◆ **TASK DESCRIPTION**
Read the records below and copy each line that contains "mask".

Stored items
────────────────

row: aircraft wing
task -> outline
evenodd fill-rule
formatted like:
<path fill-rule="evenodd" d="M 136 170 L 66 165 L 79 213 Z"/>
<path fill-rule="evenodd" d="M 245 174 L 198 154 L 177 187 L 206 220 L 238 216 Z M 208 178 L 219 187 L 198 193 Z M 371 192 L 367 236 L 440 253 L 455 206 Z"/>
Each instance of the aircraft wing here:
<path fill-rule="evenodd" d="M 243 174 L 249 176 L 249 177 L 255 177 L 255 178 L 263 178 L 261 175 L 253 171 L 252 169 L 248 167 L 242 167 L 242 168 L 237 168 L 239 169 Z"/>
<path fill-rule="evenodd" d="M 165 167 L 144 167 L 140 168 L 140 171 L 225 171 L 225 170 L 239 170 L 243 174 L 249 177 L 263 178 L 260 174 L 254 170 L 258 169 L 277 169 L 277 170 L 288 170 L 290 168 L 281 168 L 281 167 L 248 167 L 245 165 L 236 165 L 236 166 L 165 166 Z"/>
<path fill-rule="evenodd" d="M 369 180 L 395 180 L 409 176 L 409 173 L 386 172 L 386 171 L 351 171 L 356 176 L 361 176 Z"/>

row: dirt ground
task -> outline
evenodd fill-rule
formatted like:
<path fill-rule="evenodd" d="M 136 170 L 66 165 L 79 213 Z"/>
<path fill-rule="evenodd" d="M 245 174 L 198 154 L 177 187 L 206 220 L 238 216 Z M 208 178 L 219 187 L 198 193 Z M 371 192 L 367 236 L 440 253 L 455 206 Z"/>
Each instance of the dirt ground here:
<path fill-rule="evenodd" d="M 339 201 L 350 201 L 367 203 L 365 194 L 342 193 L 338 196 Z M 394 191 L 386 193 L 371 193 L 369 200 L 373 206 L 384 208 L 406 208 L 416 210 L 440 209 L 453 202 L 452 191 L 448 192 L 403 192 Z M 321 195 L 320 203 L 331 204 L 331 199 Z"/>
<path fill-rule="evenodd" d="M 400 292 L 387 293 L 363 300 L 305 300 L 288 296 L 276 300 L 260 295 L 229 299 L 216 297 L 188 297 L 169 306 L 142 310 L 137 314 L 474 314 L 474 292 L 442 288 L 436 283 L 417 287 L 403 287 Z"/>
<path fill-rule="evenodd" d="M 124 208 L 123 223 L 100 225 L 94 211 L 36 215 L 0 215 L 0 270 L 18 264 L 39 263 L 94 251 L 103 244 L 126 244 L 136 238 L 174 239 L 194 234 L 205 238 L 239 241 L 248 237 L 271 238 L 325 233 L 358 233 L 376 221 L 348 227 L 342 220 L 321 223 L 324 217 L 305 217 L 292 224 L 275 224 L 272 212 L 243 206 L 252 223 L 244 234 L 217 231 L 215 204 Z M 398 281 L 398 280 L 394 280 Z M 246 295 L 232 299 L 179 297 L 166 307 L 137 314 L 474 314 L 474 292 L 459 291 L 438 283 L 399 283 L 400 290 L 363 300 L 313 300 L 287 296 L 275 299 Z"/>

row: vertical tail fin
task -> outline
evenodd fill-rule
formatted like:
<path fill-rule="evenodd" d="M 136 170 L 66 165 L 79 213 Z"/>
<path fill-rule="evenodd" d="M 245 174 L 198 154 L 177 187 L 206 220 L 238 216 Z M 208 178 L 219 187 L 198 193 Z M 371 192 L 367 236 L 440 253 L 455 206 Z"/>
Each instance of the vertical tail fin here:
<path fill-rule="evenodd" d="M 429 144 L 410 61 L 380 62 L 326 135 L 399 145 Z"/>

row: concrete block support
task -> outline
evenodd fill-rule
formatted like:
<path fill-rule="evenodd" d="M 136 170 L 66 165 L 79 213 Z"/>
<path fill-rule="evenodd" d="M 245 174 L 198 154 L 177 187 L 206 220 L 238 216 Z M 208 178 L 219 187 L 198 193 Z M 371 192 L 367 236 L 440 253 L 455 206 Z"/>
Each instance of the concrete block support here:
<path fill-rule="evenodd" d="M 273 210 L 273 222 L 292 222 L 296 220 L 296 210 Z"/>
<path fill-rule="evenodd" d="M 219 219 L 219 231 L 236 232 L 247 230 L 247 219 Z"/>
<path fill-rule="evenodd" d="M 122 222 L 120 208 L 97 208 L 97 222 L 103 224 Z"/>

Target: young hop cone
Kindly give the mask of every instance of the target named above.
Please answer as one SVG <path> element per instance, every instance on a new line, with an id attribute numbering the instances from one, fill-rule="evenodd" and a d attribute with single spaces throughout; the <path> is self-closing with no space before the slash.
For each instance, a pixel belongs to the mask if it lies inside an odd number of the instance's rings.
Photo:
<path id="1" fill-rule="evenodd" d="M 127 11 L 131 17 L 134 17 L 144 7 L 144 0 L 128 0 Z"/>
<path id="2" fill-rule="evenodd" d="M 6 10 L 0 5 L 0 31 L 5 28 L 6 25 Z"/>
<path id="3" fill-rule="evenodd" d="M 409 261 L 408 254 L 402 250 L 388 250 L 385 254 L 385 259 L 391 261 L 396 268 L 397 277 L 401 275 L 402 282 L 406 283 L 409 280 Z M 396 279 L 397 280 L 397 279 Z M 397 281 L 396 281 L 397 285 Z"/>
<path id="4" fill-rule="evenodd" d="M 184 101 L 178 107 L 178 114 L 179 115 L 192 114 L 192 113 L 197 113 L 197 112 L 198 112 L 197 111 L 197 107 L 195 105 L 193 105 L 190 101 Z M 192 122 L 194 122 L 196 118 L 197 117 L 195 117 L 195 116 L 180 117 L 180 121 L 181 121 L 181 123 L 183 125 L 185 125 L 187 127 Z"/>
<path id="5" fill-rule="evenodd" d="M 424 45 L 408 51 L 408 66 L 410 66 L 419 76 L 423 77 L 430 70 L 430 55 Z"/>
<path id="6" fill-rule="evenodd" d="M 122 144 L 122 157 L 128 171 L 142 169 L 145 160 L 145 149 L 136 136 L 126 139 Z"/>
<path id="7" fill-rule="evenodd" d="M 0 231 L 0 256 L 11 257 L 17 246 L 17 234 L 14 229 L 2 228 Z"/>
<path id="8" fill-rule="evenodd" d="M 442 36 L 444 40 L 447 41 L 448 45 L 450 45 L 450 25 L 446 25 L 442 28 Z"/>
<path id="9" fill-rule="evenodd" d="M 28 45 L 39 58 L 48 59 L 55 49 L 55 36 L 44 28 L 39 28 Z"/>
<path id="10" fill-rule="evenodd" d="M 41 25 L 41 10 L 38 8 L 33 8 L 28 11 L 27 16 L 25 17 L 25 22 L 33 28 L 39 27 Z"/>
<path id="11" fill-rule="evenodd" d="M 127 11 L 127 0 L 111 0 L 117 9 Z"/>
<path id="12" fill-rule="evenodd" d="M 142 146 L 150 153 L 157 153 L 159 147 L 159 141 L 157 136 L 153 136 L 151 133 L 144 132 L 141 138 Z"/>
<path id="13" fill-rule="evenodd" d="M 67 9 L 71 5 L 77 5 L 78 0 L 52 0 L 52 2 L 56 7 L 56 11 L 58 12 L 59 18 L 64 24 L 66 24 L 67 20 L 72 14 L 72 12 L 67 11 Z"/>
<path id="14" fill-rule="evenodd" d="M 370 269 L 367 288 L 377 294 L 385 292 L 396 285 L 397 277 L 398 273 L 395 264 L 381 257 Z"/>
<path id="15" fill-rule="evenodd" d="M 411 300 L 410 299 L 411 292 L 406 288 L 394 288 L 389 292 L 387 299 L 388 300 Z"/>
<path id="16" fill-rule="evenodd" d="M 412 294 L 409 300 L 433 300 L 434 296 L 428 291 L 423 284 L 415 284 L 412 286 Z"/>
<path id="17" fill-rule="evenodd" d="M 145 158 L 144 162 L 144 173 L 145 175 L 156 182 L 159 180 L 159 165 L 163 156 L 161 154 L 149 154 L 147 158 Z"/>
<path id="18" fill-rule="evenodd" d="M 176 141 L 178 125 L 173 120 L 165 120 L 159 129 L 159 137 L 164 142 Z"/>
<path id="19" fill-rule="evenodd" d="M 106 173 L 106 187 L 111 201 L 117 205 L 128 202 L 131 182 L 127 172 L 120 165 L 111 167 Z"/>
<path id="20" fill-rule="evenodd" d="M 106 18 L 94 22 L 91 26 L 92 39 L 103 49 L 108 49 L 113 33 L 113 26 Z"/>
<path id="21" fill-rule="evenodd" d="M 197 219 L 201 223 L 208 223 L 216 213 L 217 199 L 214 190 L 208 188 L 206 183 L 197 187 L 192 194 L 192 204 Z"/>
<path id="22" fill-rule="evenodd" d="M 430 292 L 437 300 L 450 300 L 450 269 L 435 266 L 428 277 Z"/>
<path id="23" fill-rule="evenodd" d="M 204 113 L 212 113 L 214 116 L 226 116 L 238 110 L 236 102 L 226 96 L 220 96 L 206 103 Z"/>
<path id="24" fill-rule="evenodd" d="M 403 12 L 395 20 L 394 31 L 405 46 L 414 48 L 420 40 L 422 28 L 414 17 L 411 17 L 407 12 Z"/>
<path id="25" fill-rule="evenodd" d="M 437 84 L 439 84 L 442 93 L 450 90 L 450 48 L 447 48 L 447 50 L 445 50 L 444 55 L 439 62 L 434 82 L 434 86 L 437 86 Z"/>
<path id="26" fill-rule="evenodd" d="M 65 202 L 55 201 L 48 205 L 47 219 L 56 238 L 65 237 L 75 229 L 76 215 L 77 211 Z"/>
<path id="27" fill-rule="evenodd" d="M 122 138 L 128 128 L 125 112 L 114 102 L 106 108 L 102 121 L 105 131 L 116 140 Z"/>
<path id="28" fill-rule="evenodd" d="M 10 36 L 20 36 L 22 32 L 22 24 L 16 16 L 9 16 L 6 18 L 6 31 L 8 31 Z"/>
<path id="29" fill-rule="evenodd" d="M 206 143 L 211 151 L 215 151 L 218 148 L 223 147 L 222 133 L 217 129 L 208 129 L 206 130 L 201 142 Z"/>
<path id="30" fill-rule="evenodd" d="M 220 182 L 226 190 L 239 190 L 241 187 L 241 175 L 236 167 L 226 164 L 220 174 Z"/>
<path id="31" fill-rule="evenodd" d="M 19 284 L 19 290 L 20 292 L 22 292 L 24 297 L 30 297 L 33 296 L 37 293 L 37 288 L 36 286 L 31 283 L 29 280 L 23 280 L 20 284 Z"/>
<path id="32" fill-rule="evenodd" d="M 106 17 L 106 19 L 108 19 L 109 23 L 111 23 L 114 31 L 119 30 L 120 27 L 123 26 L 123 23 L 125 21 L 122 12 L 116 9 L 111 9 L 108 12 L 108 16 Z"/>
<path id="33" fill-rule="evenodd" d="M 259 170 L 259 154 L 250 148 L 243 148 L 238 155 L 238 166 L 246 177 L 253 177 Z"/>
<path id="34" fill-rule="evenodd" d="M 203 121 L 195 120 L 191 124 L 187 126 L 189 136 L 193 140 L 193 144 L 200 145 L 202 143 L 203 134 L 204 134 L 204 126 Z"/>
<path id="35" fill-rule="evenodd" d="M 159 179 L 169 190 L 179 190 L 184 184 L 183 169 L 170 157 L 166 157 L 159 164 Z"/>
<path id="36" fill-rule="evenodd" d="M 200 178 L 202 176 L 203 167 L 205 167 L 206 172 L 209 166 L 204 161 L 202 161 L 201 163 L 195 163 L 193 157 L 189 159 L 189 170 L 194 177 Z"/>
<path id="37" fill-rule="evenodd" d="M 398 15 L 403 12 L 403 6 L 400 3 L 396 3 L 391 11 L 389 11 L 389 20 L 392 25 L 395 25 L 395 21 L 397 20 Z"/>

────────────────

◆ **EXPECTED ANSWER**
Kindly give the mask of every instance of the target named above.
For each instance, a pixel belongs to the mask if it lies inside an odd number of the instance's rings.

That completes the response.